§ **INSTRUCTIONS FOR THE TASK**: Please copy the part of the items that opens with the line containing "Give the mask of every instance of the ionic" and closes with the line containing "M335 99L333 98L333". Include both of those lines and keep every line unchanged.

§ **TASK INPUTS**:
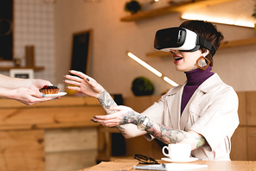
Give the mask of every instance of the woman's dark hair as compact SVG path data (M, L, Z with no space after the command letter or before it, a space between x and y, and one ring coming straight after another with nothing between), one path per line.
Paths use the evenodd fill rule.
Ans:
M208 22L198 21L198 20L188 20L183 22L180 28L185 28L195 33L198 33L201 36L210 41L215 50L217 51L221 41L224 39L224 36L221 32L216 28L216 26ZM200 48L202 53L207 49L205 48ZM211 54L208 54L206 58L211 62L210 66L213 66L213 56Z

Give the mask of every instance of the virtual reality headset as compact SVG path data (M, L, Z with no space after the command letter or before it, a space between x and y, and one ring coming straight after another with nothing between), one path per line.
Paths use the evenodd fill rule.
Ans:
M169 28L160 29L156 33L154 48L158 50L194 52L202 47L208 49L212 56L214 55L215 48L212 43L189 29Z

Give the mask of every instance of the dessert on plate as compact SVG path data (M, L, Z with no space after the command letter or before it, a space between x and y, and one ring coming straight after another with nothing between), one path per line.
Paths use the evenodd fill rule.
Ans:
M39 90L42 93L44 94L58 94L59 88L54 86L44 86L42 89Z

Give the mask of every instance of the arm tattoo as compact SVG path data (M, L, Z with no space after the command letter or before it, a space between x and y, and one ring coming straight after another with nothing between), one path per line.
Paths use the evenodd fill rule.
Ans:
M170 129L152 121L147 124L146 130L164 143L177 143L187 138L185 131Z
M115 112L114 111L109 111L106 109L109 109L111 106L118 105L111 95L105 90L98 98L99 104L106 111L106 114L112 114Z
M111 97L111 95L105 90L98 98L98 100L99 101L99 104L103 107L104 111L107 115L110 115L112 113L114 113L115 111L109 111L111 106L118 105L116 102L113 100L113 98ZM119 125L117 128L119 130L120 133L123 135L125 135L125 125Z

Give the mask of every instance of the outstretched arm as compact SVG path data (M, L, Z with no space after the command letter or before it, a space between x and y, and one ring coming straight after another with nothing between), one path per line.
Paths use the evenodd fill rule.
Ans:
M66 83L77 86L68 86L69 89L80 91L88 96L97 98L105 110L106 116L95 116L93 121L103 126L118 127L125 137L134 137L149 133L164 143L190 143L192 149L202 146L205 139L196 132L174 130L159 124L152 120L147 124L145 131L137 129L145 117L126 106L118 106L111 95L93 79L80 72L70 72L76 76L66 75L69 80Z
M144 116L137 113L132 109L126 106L113 106L110 109L116 112L108 116L96 116L93 120L104 126L112 127L121 125L125 137L133 137L144 135L146 132L152 135L161 142L168 143L189 143L192 150L197 149L206 143L205 138L192 130L183 131L169 128L165 125L159 124L153 120L148 122L145 131L140 131L137 129L130 130L132 127L126 124L138 125L145 119ZM133 127L134 128L134 127ZM136 128L136 127L135 127ZM139 133L140 132L140 133Z
M0 74L0 98L16 99L27 105L51 100L39 92L49 81L34 79L11 78Z

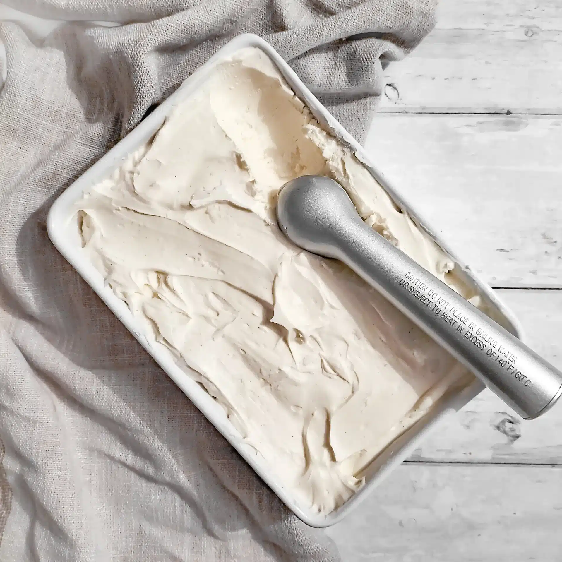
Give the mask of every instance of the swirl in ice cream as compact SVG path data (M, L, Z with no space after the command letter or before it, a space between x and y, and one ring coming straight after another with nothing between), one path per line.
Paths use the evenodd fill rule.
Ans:
M308 174L337 180L367 224L455 283L447 256L253 48L217 64L76 211L83 251L149 340L194 370L301 505L326 513L470 375L345 266L284 237L277 192Z

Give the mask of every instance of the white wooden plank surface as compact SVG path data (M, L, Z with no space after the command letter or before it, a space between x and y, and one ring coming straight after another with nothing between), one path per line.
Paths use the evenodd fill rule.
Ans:
M521 320L529 346L562 368L562 291L498 293ZM525 422L487 389L442 424L410 460L562 465L562 402Z
M365 146L493 286L562 287L562 117L379 115Z
M345 562L558 562L562 468L402 464L327 529Z
M381 111L559 114L560 0L442 0L437 24L385 72Z

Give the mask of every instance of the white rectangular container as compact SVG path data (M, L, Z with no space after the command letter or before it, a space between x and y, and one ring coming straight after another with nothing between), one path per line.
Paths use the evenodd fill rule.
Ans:
M47 217L49 236L58 251L84 278L117 318L133 334L141 345L150 353L185 395L206 416L224 437L246 459L265 483L283 502L302 521L313 527L324 527L339 521L369 492L378 486L393 469L406 459L419 445L424 436L447 415L457 411L484 388L475 381L470 387L456 394L451 394L440 401L426 416L389 445L370 465L365 485L346 504L328 515L319 515L306 507L297 505L290 490L283 487L270 473L267 465L255 450L247 446L240 435L226 419L223 409L190 377L188 370L176 364L170 352L155 342L149 341L141 333L138 323L127 305L115 296L106 286L101 274L85 259L81 250L81 241L75 221L70 219L71 207L81 198L85 192L107 178L123 163L125 157L144 144L160 128L172 108L191 96L205 80L209 71L218 61L232 55L239 49L256 47L264 51L273 60L296 94L310 108L312 114L327 130L330 130L350 147L360 160L369 169L377 181L384 188L397 205L407 211L439 245L456 262L460 274L469 285L478 288L488 303L495 309L496 319L515 336L521 337L521 329L513 315L498 298L491 288L458 259L447 244L433 234L427 222L408 205L399 189L389 185L375 165L351 135L334 119L311 93L297 75L281 57L264 40L256 35L239 35L221 49L205 64L197 69L182 86L161 104L134 130L118 143L85 174L76 180L55 201Z

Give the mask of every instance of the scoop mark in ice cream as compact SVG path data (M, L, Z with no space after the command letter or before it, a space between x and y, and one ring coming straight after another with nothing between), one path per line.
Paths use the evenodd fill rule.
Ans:
M277 192L309 174L339 182L367 224L455 283L446 255L253 48L217 64L75 211L83 251L152 345L193 370L298 503L328 513L471 378L347 267L283 235Z

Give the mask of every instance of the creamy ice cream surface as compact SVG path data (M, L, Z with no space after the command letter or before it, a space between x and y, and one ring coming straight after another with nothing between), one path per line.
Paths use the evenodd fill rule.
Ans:
M152 345L197 373L303 507L328 513L472 375L347 267L284 237L277 192L309 174L337 180L368 224L456 283L445 253L255 48L217 64L75 211L82 251Z

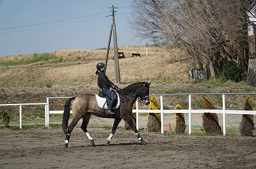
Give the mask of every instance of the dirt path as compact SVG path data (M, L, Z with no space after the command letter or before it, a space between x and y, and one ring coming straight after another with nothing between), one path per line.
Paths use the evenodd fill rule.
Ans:
M96 147L76 128L69 147L61 129L1 131L0 168L255 168L256 138L164 136L118 129L89 128Z

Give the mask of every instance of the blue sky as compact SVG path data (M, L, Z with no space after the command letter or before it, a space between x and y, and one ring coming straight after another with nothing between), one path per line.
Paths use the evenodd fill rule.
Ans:
M127 19L131 17L131 0L0 0L0 56L106 47L112 17L106 16L111 14L108 8L112 4L118 8L118 45L143 45L147 40L134 38Z

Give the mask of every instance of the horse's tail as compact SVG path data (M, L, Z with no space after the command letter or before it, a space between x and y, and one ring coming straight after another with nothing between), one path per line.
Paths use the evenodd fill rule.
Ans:
M74 99L76 99L76 97L68 99L66 101L66 103L64 106L63 118L62 119L62 129L65 134L67 134L68 133L68 123L69 120L69 115L70 114L71 101Z

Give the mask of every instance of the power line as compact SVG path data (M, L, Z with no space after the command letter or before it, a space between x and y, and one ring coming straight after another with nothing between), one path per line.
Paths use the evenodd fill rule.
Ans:
M0 28L0 29L1 30L4 30L4 29L15 29L15 28L19 28L19 27L29 27L29 26L44 25L44 24L54 24L54 23L68 21L68 20L79 19L79 18L86 18L86 17L95 17L95 16L101 15L106 14L106 13L109 13L109 12L101 12L101 13L91 14L91 15L81 16L81 17L77 17L70 18L66 18L66 19L61 19L61 20L55 20L55 21L51 21L51 22L46 22L39 23L39 24L30 24L30 25L25 25L25 26L20 26Z
M52 27L60 26L64 26L64 25L68 25L68 24L75 24L75 23L78 23L78 22L88 21L88 20L95 20L95 19L99 19L99 18L105 18L105 17L108 17L108 16L104 16L104 17L98 17L98 18L91 18L91 19L87 19L87 20L80 20L80 21L77 21L77 22L70 22L70 23L63 24L60 24L60 25L56 25L56 26L47 26L47 27L38 27L38 28L30 29L26 29L26 30L21 30L21 31L12 31L12 32L0 33L0 34L7 34L7 33L13 33L24 32L24 31L33 31L33 30L37 30L37 29L45 29L45 28L48 28L48 27Z

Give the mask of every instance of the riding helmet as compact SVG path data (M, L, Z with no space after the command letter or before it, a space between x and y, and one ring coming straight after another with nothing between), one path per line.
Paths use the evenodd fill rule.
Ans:
M104 64L103 62L99 62L96 65L96 68L97 70L100 70L100 68L102 67L105 67L105 64Z

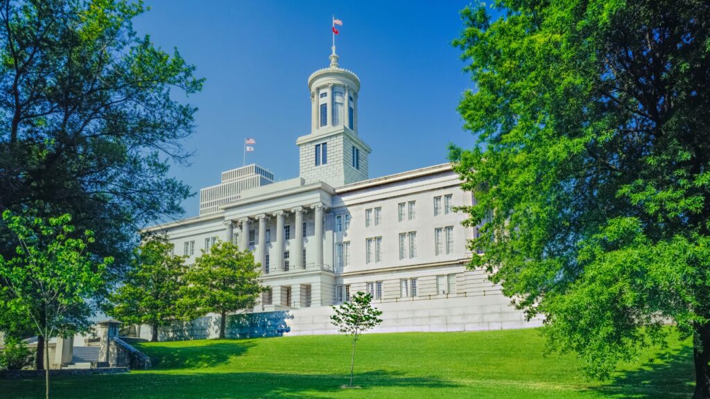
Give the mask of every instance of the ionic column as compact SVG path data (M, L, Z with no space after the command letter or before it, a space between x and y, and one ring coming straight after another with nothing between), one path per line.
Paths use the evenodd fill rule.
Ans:
M261 214L256 215L256 219L259 221L259 251L257 253L257 259L261 263L261 273L266 273L266 251L268 251L266 244L266 215Z
M345 100L344 100L345 111L343 116L343 126L350 129L350 87L347 86L345 87ZM355 110L353 110L353 113ZM354 126L353 126L354 127Z
M241 244L239 244L239 249L241 251L249 250L249 218L245 217L239 219L241 224Z
M315 263L318 267L323 265L323 204L315 204Z
M315 131L318 129L318 109L320 106L318 97L318 91L311 92L311 131Z
M306 266L303 264L303 207L296 207L291 209L295 215L296 224L296 268L303 269Z
M273 212L276 217L276 256L275 256L277 270L283 270L283 211Z
M224 226L226 231L224 232L224 241L232 242L232 237L234 236L234 222L231 220L225 220Z
M335 99L333 98L333 84L330 83L328 84L328 106L326 107L328 109L328 126L335 126L333 123L334 120L333 119L333 105L334 105Z

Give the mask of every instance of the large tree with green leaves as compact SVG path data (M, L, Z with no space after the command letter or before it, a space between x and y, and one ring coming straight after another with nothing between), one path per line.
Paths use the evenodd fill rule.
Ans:
M174 255L165 237L152 236L135 250L131 263L122 285L109 296L106 312L124 323L151 326L151 341L156 341L160 326L180 319L185 257Z
M239 251L231 242L218 241L202 251L185 275L187 285L180 293L180 307L186 319L219 313L219 338L225 337L226 314L253 307L261 285L261 265L254 263L250 251Z
M43 338L37 352L45 355L48 399L49 339L91 327L87 300L103 286L104 271L113 260L100 260L87 251L93 232L77 231L68 214L44 220L6 210L2 220L15 234L16 253L0 255L0 290L8 298L8 313L28 318Z
M0 0L0 212L68 213L96 234L116 278L147 222L182 212L189 189L167 177L189 153L202 80L156 48L128 0ZM176 97L177 94L177 97ZM11 253L0 229L0 253ZM0 328L2 328L0 326Z
M710 4L493 4L455 41L476 85L477 145L451 151L477 198L471 266L594 376L672 322L710 398Z

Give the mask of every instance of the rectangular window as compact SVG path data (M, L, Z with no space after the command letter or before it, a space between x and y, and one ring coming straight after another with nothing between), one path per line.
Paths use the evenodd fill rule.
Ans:
M400 261L407 258L407 233L400 233Z
M343 215L342 214L335 216L335 231L343 231Z
M375 238L375 262L382 260L382 237Z
M448 291L448 287L447 286L447 276L446 275L437 275L437 295L443 295L446 294Z
M454 253L454 226L446 228L446 253L447 255Z
M341 243L335 244L335 264L339 268L343 267L343 244Z
M444 248L444 243L442 241L442 234L444 233L443 229L434 229L434 254L441 255Z
M449 285L449 293L455 294L456 293L456 275L449 274L447 276L447 280Z
M323 97L323 94L321 94ZM328 104L320 104L320 126L321 127L328 124Z
M350 241L343 243L343 263L344 266L350 266Z
M365 263L372 262L372 239L365 240Z
M409 258L417 257L417 232L409 232Z
M451 209L451 202L454 198L454 195L452 194L447 194L444 196L444 213L450 214Z

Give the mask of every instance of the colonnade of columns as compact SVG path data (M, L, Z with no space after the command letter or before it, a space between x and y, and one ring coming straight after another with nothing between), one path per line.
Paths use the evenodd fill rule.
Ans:
M320 203L314 204L310 206L315 214L315 263L317 267L323 266L323 204ZM289 209L294 215L294 224L291 227L290 235L294 239L295 243L290 254L290 264L295 269L305 268L306 265L303 263L303 214L305 209L303 207L296 207ZM284 226L285 224L287 211L278 210L271 214L271 217L276 219L275 231L271 231L270 241L273 244L273 251L269 259L270 269L283 270L284 266L284 250L285 249L285 236ZM234 227L239 227L239 242L237 243L240 248L249 248L249 229L252 219L256 219L258 223L258 243L256 246L256 253L255 259L261 263L262 272L266 274L266 254L268 245L266 243L266 222L270 219L267 214L257 214L253 217L244 217L238 221L238 224L233 221L226 221L224 225L226 226L226 239L232 241Z

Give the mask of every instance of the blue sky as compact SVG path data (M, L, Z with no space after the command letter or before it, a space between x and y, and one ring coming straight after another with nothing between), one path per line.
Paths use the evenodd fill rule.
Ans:
M177 48L207 79L188 102L199 108L185 143L191 165L171 175L195 192L241 165L244 137L256 139L247 163L277 180L298 173L296 138L310 129L308 76L328 65L331 17L340 66L360 77L360 136L372 148L370 177L445 162L446 146L471 147L456 111L474 84L451 45L470 1L188 1L146 0L134 28L163 50ZM198 199L183 203L198 213Z

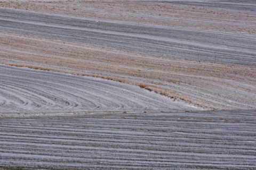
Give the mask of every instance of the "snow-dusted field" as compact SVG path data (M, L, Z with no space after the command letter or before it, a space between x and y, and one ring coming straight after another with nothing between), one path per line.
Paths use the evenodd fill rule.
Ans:
M0 0L0 169L255 169L255 12Z
M0 65L0 80L2 116L196 109L138 86L100 78Z
M0 165L255 169L256 110L4 117Z

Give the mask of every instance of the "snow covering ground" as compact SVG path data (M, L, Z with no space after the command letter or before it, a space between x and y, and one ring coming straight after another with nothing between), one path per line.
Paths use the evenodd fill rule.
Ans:
M0 169L256 169L255 12L0 0Z
M255 169L256 110L10 116L0 165L25 169Z
M0 65L0 115L198 109L135 86Z

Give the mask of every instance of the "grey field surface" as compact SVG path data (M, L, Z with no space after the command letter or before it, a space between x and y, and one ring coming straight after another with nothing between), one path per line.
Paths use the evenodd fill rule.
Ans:
M256 169L255 12L0 0L0 169Z
M256 8L256 6L254 7ZM255 37L0 9L6 32L193 61L255 66Z
M0 66L2 115L195 110L191 105L124 83Z
M2 166L255 169L256 110L1 118Z

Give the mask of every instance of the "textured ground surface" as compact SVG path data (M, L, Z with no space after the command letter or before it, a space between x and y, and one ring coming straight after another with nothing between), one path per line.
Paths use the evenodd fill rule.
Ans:
M0 115L196 108L140 87L100 78L1 65Z
M253 1L18 1L0 6L1 63L144 83L209 109L255 108Z
M0 165L255 169L256 110L1 118Z
M0 169L255 169L255 12L0 0Z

§ **RESPONSE TO THIS EXERCISE**:
Give the mask of every instance of the ionic column as compact SVG path data (M, L, Z with no space after the command letter or before it, a space between x and y, and one ring coming straight after another with nothing between), one path per line.
Paths use the evenodd fill rule.
Ans:
M261 214L256 215L256 219L259 221L259 251L257 253L257 259L261 263L261 273L266 273L266 251L268 251L266 244L266 215Z
M345 100L344 100L345 111L343 116L343 126L350 129L350 87L347 86L345 87ZM355 110L353 110L353 113ZM354 126L353 126L354 127Z
M241 244L239 244L239 249L241 251L249 250L249 218L245 217L239 219L241 224Z
M315 263L318 267L323 265L323 204L315 204Z
M315 131L318 129L318 109L320 106L318 97L318 91L311 92L311 131Z
M306 266L303 264L303 207L296 207L291 209L295 215L296 224L296 268L303 269Z
M273 212L276 217L276 256L275 256L277 270L283 270L283 211Z
M224 226L226 231L224 232L224 241L232 242L232 237L234 236L234 222L231 220L225 220Z
M335 99L333 98L333 84L330 83L328 84L328 106L326 107L328 109L328 126L335 126L333 123L334 120L333 119L333 105L334 105Z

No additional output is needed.